## PROBLEM STATEMENT
Pictures don't belong in the copy; print all the records exactly.
···
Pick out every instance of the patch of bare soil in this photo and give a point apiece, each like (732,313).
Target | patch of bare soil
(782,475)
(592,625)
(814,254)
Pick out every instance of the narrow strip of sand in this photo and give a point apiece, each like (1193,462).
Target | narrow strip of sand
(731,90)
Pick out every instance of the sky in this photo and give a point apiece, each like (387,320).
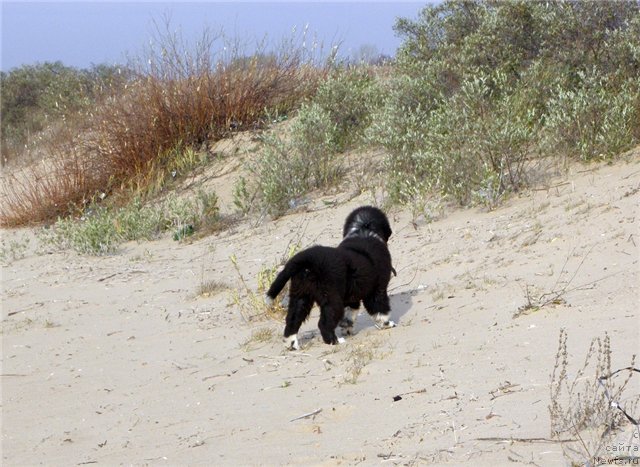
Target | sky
(84,33)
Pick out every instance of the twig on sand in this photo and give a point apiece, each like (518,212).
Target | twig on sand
(525,440)
(307,415)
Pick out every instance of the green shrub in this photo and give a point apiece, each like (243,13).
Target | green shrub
(349,97)
(482,88)
(101,229)
(291,165)
(595,119)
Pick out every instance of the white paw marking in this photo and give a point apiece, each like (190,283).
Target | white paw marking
(291,342)
(382,321)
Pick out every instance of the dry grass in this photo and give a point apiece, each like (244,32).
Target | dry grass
(180,97)
(586,406)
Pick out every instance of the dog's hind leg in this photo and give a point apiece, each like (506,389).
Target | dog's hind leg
(378,308)
(331,313)
(350,315)
(297,313)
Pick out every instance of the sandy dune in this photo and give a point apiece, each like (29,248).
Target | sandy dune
(114,360)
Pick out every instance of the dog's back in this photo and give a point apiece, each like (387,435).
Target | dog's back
(315,264)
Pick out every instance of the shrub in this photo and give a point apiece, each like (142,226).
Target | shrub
(291,165)
(178,98)
(349,97)
(482,88)
(595,119)
(102,229)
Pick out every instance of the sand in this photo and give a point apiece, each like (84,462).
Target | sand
(117,360)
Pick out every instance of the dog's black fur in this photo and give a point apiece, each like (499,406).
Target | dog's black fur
(359,269)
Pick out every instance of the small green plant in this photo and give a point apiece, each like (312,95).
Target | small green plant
(242,199)
(13,250)
(102,229)
(210,288)
(258,338)
(359,356)
(252,304)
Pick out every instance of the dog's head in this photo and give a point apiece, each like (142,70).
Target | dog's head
(367,221)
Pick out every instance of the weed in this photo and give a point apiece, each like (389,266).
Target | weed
(210,288)
(13,250)
(258,338)
(252,304)
(359,356)
(101,229)
(586,408)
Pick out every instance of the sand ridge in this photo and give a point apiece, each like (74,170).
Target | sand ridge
(114,360)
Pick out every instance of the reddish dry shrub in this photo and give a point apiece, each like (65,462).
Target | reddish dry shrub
(175,100)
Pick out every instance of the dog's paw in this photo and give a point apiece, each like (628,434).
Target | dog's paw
(347,326)
(291,342)
(382,321)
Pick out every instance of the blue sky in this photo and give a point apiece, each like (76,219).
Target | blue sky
(84,33)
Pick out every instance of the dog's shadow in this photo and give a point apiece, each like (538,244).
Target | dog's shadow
(400,305)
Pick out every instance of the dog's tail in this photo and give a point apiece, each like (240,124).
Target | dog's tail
(297,264)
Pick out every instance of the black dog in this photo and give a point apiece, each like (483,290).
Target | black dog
(359,269)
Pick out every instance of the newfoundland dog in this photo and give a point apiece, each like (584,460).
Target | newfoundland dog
(338,279)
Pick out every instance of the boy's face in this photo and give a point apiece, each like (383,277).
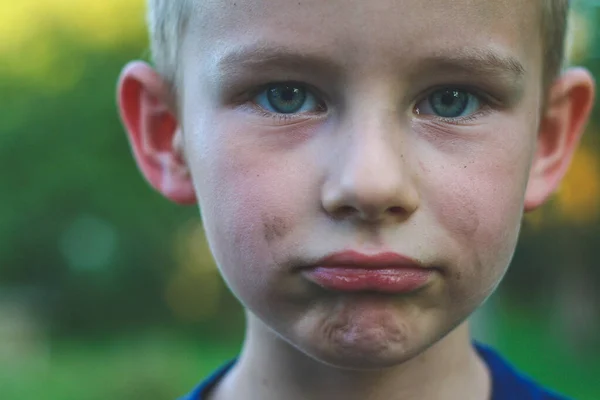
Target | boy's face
(313,127)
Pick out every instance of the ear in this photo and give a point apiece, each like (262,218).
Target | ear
(570,101)
(146,108)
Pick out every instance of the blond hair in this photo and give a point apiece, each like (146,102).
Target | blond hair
(168,19)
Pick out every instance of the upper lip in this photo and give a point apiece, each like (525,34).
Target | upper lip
(355,259)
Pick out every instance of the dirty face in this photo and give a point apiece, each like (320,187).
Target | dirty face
(313,127)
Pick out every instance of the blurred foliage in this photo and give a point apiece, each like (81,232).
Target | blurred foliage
(92,253)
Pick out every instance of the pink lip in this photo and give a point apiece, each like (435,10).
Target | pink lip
(351,271)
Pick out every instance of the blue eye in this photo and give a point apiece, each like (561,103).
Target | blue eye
(287,98)
(449,103)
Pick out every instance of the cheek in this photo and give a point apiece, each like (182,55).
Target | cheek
(250,201)
(478,205)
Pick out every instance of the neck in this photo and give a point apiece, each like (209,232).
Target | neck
(269,368)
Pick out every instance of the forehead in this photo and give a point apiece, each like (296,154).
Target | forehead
(369,33)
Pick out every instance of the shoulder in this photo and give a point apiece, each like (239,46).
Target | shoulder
(510,384)
(202,390)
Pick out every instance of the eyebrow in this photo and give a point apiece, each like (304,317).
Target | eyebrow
(264,58)
(480,61)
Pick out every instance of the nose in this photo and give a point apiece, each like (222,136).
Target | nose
(370,179)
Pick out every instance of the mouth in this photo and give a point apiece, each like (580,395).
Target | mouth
(351,271)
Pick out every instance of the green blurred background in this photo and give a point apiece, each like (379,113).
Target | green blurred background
(107,291)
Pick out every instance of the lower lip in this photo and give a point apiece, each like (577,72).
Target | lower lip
(388,280)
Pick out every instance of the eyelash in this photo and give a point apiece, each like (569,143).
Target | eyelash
(487,104)
(486,101)
(281,117)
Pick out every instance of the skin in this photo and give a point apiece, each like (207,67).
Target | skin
(373,171)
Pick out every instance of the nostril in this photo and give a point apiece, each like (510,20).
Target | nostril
(345,211)
(396,210)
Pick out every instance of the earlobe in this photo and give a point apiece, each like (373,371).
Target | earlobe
(144,102)
(562,124)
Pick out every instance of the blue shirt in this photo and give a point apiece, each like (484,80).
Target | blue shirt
(507,383)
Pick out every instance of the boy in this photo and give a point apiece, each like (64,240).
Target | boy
(362,168)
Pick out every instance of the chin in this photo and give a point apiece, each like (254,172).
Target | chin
(363,342)
(364,357)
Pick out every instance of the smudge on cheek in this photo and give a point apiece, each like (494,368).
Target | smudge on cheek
(274,227)
(459,212)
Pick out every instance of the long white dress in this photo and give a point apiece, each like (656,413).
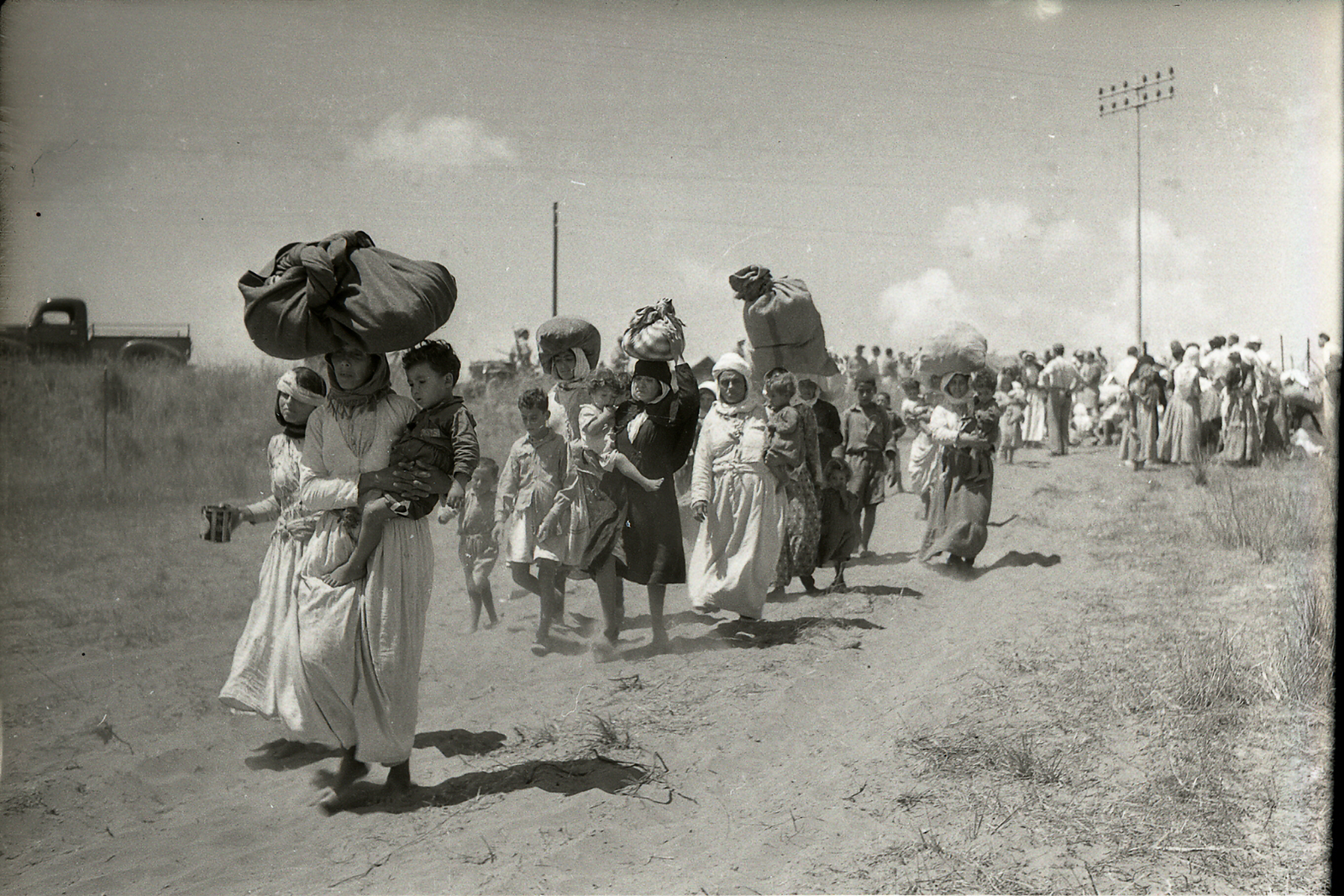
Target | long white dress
(265,676)
(737,548)
(360,644)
···
## COMPLETED TASK
Pick out every instance of the patch of bare soil in this photo and give a point apiece, each like (732,313).
Target | patch of bare soil
(782,475)
(592,625)
(814,254)
Pick out every instance of the narrow strip of sand in this photo and give a point apiece, each like (1193,462).
Target | narrow strip of sand
(731,90)
Pick out every instance of the sky in this photo and give a point apiece, each like (387,320).
Target | sky
(84,33)
Pick out every instance of the twig on sand in this photo and give a point apiece, each like (518,212).
Target | twig on sand
(525,440)
(307,415)
Pick out every instance of the green shrub in this photo and give a point apiece, each like (243,13).
Target | green shrub
(349,97)
(482,88)
(101,229)
(291,165)
(595,119)
Pick out every instance of the white paw marking in this photo and give a point apiece, each like (190,283).
Target | white paw marking
(291,342)
(382,321)
Pick out every instance of the dry grass in this photo and give a point apiece, each like (244,32).
Target | dry grass
(180,97)
(586,406)
Pick out every instance of the dog's hind leg in this photo and give a point apiece, each like (506,389).
Target | dog's hind leg
(378,308)
(331,313)
(350,315)
(297,313)
Pick out every instance of the sandy dune in this photo and give a point apiece, each like (29,248).
Target | sandy dune
(114,360)
Pick out every instance of the dog's back in this photo and give a point apiece, each like (387,435).
Target | dog's back
(315,264)
Pick out every instance of the shrub in this photo and give a point apiece, each like (142,226).
Target | shrub
(291,165)
(178,98)
(349,97)
(482,88)
(595,119)
(102,229)
Pick out every instance of the sand in this photo and give a point apiece, each like (84,462).
Target | sand
(117,360)
Pick out every instance of the dog's black fur in this photo and give a point apiece, each like (499,406).
Target | dog's black fur
(359,269)
Pick out every instance of the small green plant in this photo and give a point apiece, each like (312,95).
Target | small green plant
(242,199)
(13,250)
(102,229)
(210,288)
(258,338)
(359,356)
(252,304)
Pick out every instance of the dog's head in this photo and give a point apiece, each like (142,70).
Target | dog's head
(367,221)
Pick out every instance of the weed in this photo and give a point apiece, each like (389,266).
Target | weed
(210,288)
(13,250)
(258,338)
(252,304)
(359,356)
(101,229)
(586,408)
Pick out every instance of the sand ridge in this photo and give a point apiece, each like (74,170).
Target | sand ridge
(114,360)
Pick out every instance of the reddish dry shrub in this photo and give a point apiece, each like (65,462).
Target | reddish dry shrub
(175,100)
Pick out every instance of the dog's paw in this photo and give a point apiece, each like (628,434).
Target | dog's paw
(347,326)
(291,342)
(382,321)
Pick out every instance of the blue sky in this photo and give a point apiece, each like (76,219).
Target | blue sky
(84,33)
Pick out every instance of the dog's shadow in this photo and give a point apiece, each like (538,244).
Target | dog's shadow
(400,305)
Pick out every instance of the dog's tail in this photo and give a point apiece, each like (240,124).
Target | dog's tail
(297,264)
Pick out every instance of the black dog in this photo and give a point apiece, each like (483,290).
Target | black dog
(359,269)
Pick out every instance of the newfoundland dog in this photo and give a point apiece, each like (584,460).
Target | newfoundland dog
(338,279)
Pick out every instance of the boy's face in this photo and give a point apiece, each like (383,277).
Target | boy's face
(313,127)
Pick out every instance of the ear in this photo and give a point apiece, each like (262,218).
Target | ear
(570,101)
(146,108)
Pick out every instance of the blond hair in this photo and give a point apiece, each like (146,102).
Target | blond hair
(168,19)
Pick out every instance of the upper lip in this photo and give a point apiece, each like (525,34).
Target | upper lip
(355,259)
Pick out every instance of the dirty face in this photo and give a point apiece, each like (320,187).
Target | dirty face
(313,127)
Pick out every instance of the blurred foliage in this photo and give a point apiece, each like (81,232).
Target | blurred foliage
(92,253)
Pick out every instance of the pink lip in this photo and give a point apiece, each like (435,10).
Target | pink lip
(351,271)
Pick out every instance of the blue eye in this photo and give a point apiece, each like (561,103).
Target | blue eye
(287,98)
(449,103)
Pick out every instance of the cheek in this photo and give a point apiece, each like (182,55).
Target | cheek
(250,201)
(478,205)
Pick out every instance of the neck in this photo and give a point apiece, each like (209,232).
Target | neck
(269,368)
Pick out every instance of the forehead in this photo and give a point apiece, each like (296,154).
Target | forehead
(369,33)
Pick out every instance of the shoulder in this photo and give a point apiece, each like (239,46).
Target | shoulder
(510,384)
(202,390)
Pick out every instance of the eyebrow in this photo and give a point apiece, each like (304,317).
Target | eyebrow
(264,58)
(480,61)
Pick out every instance of the nose in this photo and give a point apiece, each like (222,136).
Target | nose
(370,179)
Pick out every instance of the mouth in this photo and give a point apiece, each like (580,395).
Target | mouth
(351,271)
Pick out every instance of the green blurred background in this photo and give a point apiece, each like (379,113).
Target | green blurred background
(107,291)
Pick out every instance of the lower lip in this photo and give a point apiece, each like (577,72).
Target | lower lip
(388,280)
Pick out every instance of the eyelash in this photo and give a point apiece, each like (569,143).
Target | eyelash
(487,104)
(486,101)
(281,117)
Pick out every instance of the skin in this photo and give a point apiece, each like (207,67).
Target | skin
(373,171)
Pick out every instance of the nostril in this photo and give a point apiece, each like (510,20).
Target | nostril
(345,211)
(396,210)
Pick out every instance of the earlobe in this photo and give a point apiece, each like (373,371).
Target | earlobe
(144,102)
(562,124)
Pick out every instance of the blue shirt in this photo and give a point apiece, each like (484,80).
Target | blue shirt
(507,383)
Pick out every instance of the boy in this photo and give a point apiece, each like (64,240).
Target | boy
(362,168)
Pick out every instance of the chin in this photo and give a point apiece, each like (254,172).
Target | chin
(363,342)
(364,357)
Pick out every instance of the smudge on cheek in this photo and give a point apiece, each like (494,368).
Target | smudge on cheek
(274,227)
(459,212)
Pick out every instance of the long white dress in this photo and give a point apiece, each like (656,413).
Target | long white dress
(265,676)
(737,548)
(360,644)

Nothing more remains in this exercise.